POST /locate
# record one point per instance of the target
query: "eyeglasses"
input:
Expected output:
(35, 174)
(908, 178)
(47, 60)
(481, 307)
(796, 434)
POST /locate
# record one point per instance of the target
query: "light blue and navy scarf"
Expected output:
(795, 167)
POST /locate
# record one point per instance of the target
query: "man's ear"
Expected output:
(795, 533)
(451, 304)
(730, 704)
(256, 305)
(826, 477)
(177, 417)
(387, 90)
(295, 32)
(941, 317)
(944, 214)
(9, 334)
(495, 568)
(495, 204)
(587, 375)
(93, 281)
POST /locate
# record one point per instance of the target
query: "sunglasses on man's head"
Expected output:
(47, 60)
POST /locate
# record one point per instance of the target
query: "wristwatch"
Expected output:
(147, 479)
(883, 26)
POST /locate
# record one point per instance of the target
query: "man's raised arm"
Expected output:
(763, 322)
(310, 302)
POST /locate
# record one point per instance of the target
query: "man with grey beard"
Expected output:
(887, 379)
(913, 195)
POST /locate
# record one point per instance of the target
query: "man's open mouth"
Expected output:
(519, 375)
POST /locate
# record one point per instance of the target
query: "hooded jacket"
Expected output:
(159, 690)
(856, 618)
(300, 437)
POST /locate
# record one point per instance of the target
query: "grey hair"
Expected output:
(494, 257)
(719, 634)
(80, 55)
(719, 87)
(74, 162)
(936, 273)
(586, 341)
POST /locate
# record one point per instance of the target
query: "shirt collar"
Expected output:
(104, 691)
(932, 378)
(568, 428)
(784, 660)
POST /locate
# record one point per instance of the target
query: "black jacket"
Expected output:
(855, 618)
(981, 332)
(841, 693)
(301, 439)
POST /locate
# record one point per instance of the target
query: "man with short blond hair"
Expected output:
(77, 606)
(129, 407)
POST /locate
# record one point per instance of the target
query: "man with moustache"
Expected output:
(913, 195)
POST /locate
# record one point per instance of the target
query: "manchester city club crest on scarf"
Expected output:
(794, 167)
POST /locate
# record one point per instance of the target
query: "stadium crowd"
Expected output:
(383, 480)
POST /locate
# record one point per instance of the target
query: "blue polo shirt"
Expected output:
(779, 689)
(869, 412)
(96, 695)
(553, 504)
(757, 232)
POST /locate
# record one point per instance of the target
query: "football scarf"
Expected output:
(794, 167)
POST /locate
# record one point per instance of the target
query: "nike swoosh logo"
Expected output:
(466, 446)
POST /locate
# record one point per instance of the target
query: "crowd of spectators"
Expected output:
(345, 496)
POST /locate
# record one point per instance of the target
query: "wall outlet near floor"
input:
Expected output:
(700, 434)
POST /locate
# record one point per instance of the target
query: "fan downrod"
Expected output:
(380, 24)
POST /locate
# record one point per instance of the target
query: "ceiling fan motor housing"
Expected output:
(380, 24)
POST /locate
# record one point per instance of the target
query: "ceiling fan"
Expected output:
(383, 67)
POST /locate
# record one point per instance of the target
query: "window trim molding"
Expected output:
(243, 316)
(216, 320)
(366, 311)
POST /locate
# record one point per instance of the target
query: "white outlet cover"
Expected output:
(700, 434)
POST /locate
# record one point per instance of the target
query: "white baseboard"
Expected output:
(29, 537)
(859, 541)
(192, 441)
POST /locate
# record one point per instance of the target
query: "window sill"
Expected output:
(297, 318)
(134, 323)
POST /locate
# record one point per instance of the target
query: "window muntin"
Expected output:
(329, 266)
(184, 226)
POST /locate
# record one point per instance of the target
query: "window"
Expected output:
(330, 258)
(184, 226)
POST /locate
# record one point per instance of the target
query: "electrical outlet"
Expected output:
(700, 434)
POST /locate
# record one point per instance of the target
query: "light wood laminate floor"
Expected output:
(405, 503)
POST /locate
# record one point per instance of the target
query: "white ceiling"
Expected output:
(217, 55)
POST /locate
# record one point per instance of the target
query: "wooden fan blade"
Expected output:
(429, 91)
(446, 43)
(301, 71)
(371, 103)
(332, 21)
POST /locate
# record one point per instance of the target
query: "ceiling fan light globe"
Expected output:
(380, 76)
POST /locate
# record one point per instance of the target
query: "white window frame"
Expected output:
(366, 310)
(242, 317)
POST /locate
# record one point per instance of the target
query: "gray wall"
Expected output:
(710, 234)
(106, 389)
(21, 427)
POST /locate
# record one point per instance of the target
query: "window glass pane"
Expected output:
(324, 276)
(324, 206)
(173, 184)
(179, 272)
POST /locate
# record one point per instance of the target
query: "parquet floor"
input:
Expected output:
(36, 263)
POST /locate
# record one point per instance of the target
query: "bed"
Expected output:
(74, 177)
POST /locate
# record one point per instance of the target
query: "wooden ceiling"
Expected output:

**TASK DETAILS**
Filter by the word "hair": copy every line of the data that holds it.

**EXPECTED ANSWER**
query: "grey hair"
query: "man with short blond hair"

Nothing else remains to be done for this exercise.